## Dataset
START

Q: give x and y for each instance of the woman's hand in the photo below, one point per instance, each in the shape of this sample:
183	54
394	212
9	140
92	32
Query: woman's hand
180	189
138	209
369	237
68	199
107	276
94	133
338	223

END

## Problem to work on
Reproduce the entries above with "woman's hand" swapped for "person's hand" at every occurrence, leaving all other text unchanged.

## Answer to this problem
Q: give x and y for each instance of the person's hand in the photo below, one point per instance, each in the shape of this sample:
183	54
394	212
9	140
92	32
Query: person's hand
180	189
138	209
369	237
68	199
107	276
94	133
338	223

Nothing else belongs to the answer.